== ARTICLE

Etiquettes : Algérie, Emirats Arabes Unis, EAU, Palestine, Gaza, normalisation, Accords d’Abraham, Conseil de coopération du Golfe, Mohammed Dahlan, autorité palestinienne,
par Mustapha Aggoun
On pense généralement que l’ennemi vient de l’extérieur, ce qui pousse à renforcer les frontières pour empêcher les incursions ennemies.
Dans cette situation, on adopte une position ferme, proportionnée à l’attaque attendue, prêt à faire face à toute attaque, de quelque côté qu’elle vienne. Sauf qu’une attaque inattendue, imprévisible, ou ne faisant pas partie du plan de défense est celle qui vient de l’intérieur. Cela désorganise les défenses, plonge les défenseurs dans la confusion, bouleverse les plans et les fait hésiter entre avancer en laissant leurs arrières exposés à la trahison, ou reculer en laissant les frontières ouvertes. C’est ainsi que le pays tombe sous les coups des poignards perfides et des flèches de la trahison.
C’est ce qui est apparu clairement au cœur de la nation arabe : un poignard traître et empoisonné, tiré de l’intérieur de notre nation islamique et arabe, a blessé son cœur, fait saigner son corps, affaibli son dos, diminué son immunité, et semé la haine en son sein. Il a traité tous ses ennemis comme des amis, s’est allié avec eux contre ses voisins, ses frères, ses coreligionnaires, et ses compatriotes, semant la corruption à l’est et à l’ouest, devenant pire que les véritables ennemis.

====
== ITEMS FOURNIS

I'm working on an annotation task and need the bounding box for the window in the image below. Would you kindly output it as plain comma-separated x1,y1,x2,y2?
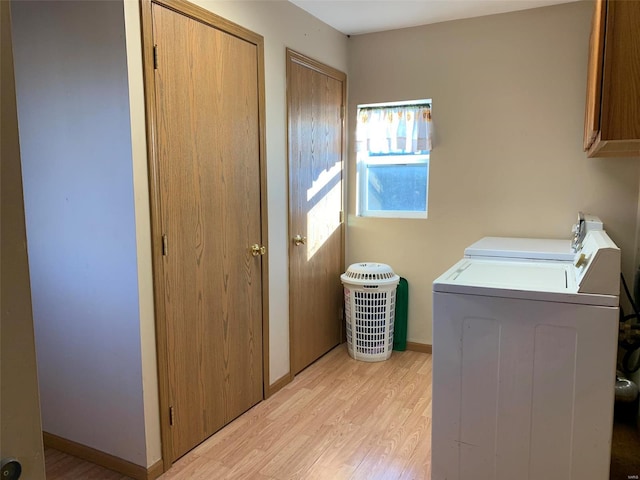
357,100,431,218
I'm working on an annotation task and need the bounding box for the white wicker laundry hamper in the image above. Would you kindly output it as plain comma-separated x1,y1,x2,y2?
340,263,400,362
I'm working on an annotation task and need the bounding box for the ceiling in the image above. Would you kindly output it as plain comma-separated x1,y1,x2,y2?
289,0,577,35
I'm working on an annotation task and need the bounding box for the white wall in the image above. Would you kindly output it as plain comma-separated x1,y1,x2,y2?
122,0,347,384
0,2,45,480
347,2,640,344
12,1,148,466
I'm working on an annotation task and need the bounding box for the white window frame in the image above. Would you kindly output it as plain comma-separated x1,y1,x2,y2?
356,99,431,219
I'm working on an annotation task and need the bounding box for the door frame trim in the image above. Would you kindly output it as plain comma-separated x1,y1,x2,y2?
286,48,348,381
140,0,269,471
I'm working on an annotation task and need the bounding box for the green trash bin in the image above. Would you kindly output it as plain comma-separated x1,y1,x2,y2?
393,277,409,352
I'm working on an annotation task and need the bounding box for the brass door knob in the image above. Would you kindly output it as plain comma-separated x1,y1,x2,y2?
251,243,267,257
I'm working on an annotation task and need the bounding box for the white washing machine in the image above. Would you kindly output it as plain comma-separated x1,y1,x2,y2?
432,231,620,480
464,213,603,262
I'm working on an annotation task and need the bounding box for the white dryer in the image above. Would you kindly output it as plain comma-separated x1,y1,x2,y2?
432,231,620,480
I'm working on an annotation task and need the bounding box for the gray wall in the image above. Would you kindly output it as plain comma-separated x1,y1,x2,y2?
347,2,640,344
0,2,45,480
12,1,147,466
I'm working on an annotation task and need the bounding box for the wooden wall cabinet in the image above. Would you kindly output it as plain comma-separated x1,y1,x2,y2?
584,0,640,157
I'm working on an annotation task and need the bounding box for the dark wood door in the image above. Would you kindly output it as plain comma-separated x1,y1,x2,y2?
152,4,263,460
287,50,346,374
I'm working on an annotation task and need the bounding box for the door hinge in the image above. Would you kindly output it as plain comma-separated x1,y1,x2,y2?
162,233,169,257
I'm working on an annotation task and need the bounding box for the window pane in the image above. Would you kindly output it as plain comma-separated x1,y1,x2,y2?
366,163,428,212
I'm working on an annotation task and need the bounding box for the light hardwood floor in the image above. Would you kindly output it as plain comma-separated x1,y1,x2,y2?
47,344,431,480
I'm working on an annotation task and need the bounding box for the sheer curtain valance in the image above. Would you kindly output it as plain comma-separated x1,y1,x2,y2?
356,104,432,154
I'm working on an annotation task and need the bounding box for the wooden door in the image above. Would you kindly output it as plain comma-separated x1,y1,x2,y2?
152,4,263,460
287,50,346,375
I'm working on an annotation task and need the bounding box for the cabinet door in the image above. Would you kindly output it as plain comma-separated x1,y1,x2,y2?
584,0,607,150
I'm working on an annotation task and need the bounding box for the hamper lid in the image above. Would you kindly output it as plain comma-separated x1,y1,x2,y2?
340,262,400,285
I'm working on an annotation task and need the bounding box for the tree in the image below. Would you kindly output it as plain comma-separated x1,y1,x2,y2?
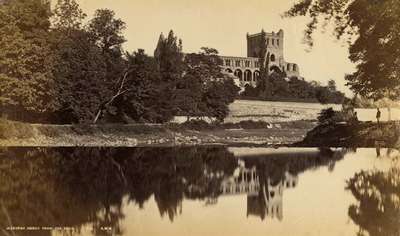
0,0,56,121
154,30,183,122
52,0,86,31
285,0,400,100
183,47,239,121
109,49,162,122
53,30,108,123
87,9,127,123
87,9,126,85
328,79,336,92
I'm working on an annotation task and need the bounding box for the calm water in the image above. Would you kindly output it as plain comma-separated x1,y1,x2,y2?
0,147,400,236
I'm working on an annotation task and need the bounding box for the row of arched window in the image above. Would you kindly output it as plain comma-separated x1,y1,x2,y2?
224,59,259,67
226,68,260,82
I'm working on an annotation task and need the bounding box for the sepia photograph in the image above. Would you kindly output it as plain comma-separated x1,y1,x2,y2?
0,0,400,236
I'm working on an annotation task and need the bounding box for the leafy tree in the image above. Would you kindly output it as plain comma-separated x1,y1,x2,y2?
154,30,183,122
177,47,239,121
54,30,108,123
286,0,400,100
315,87,330,104
52,0,86,31
113,49,162,122
328,79,336,92
87,9,126,84
0,0,56,120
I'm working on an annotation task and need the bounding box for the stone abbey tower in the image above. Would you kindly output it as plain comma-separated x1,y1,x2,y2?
221,29,300,88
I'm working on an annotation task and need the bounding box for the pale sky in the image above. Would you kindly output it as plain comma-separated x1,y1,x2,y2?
73,0,354,94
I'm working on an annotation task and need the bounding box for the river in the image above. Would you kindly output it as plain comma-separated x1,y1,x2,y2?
0,147,400,236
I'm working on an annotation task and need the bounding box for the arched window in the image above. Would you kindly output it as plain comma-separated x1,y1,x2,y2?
235,69,243,81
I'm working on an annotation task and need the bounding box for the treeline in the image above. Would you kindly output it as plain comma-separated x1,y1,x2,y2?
241,71,346,104
0,0,239,123
241,66,346,104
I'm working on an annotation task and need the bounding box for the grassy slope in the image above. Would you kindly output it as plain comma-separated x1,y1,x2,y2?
0,120,314,146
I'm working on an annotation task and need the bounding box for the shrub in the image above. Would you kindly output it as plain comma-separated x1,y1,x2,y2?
318,107,344,124
0,118,34,139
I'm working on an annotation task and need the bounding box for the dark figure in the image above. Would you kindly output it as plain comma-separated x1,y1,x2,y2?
376,107,381,125
353,111,358,122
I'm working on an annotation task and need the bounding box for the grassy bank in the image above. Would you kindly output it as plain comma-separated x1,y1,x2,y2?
0,119,315,146
293,121,400,148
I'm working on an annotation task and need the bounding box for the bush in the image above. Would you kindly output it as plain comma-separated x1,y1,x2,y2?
0,118,35,139
179,120,215,130
318,107,344,124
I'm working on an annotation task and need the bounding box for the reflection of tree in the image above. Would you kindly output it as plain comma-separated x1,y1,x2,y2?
0,147,350,235
0,147,235,235
244,148,348,220
347,167,400,236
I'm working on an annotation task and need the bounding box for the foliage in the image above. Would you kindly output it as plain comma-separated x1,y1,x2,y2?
52,0,86,30
177,47,239,121
109,49,163,122
241,71,346,104
285,0,400,100
0,0,56,120
317,107,343,124
154,30,183,122
50,30,111,123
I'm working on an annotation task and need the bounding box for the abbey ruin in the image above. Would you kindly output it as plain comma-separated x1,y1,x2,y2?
221,29,300,88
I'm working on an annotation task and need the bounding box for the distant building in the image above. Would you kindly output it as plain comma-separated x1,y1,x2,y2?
220,30,300,88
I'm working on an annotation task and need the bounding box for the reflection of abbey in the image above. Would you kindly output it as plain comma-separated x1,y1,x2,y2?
221,30,300,87
221,161,298,220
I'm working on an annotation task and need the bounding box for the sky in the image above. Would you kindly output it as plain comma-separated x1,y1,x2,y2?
70,0,355,95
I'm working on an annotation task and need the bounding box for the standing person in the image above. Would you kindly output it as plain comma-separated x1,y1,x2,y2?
376,107,381,125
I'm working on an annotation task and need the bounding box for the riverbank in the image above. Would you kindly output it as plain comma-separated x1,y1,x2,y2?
0,120,316,147
292,121,400,148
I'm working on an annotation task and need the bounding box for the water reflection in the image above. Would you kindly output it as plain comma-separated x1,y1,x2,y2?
347,168,400,236
0,147,400,235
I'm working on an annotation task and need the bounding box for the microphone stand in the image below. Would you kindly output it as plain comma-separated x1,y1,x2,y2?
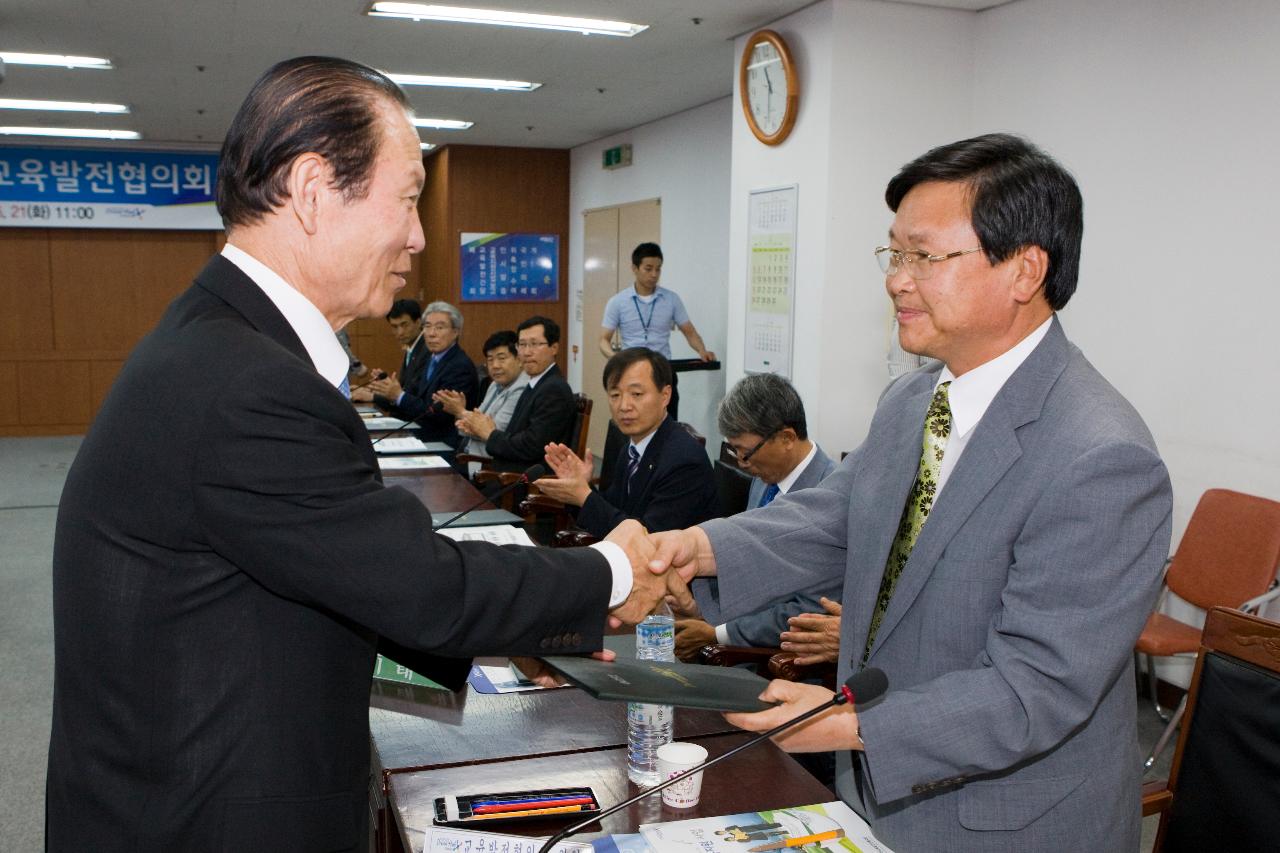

====

* CONSIGNES
- a) D'après le texte sur l'ennemi intérieur, d'où vient l'attaque inattendue et imprévisible ?
- b) Recopiez le passage du texte sur l'ennemi intérieur qui commence par « Dans cette situation, on » et se poursuit jusqu'à « de la trahison. ».
- c) Rédigez la suite du texte sur l'ennemi intérieur après sa dernière phrase.

* RÉPONSES PAR CONSIGNE
- a) Elle vient de l'intérieur.

- b)
Dans cette situation, on adopte une position ferme, proportionnée à l’attaque attendue, prêt à faire face à toute attaque, de quelque côté qu’elle vienne. Sauf qu’une attaque inattendue, imprévisible, ou ne faisant pas partie du plan de défense est celle qui vient de l’intérieur. Cela désorganise les défenses, plonge les défenseurs dans la confusion, bouleverse les plans et les fait hésiter entre avancer en laissant leurs arrières exposés à la trahison, ou reculer en laissant les frontières ouvertes. C’est ainsi que le pays tombe sous les coups des poignards perfides et des flèches de la trahison.

- c)
Ou bien est-il lui-même l’ennemi, mais déguisé en frère fidèle, en voisin allié, et en soutien honnête des musulmans et des Arabes. Il s’agit des Émirats Arabes Unis. Ils ont surpris autant l’ennemi que l’ami, l’éloigné comme le proche, l’étranger comme le frère, par leurs crimes et leurs actes abominables. Ils nécessitent un moment de réflexion pour être crûs, tant ils sont choquants et douloureux. Si ces actes étaient venus d’un ennemi, nous ne serions pas surpris, car il est notre adversaire et nous nous attendons à tout de sa part. Mais venant d’un frère avec qui nous partageons des relations profondes, des liens solides, religieux, linguistiques, fraternels, humains et de destin, c’est là une véritable situation de désolation dans tous les sens du terme. Nous n’aurions jamais imaginé nous retrouver un jour dans une situation où nous devrions craindre et redouter, plus encore, ceux de notre propre foi et de notre propre histoire. Qu’ont donc fait les Émirats Arabes Unis à leurs frères et à leurs voisins ?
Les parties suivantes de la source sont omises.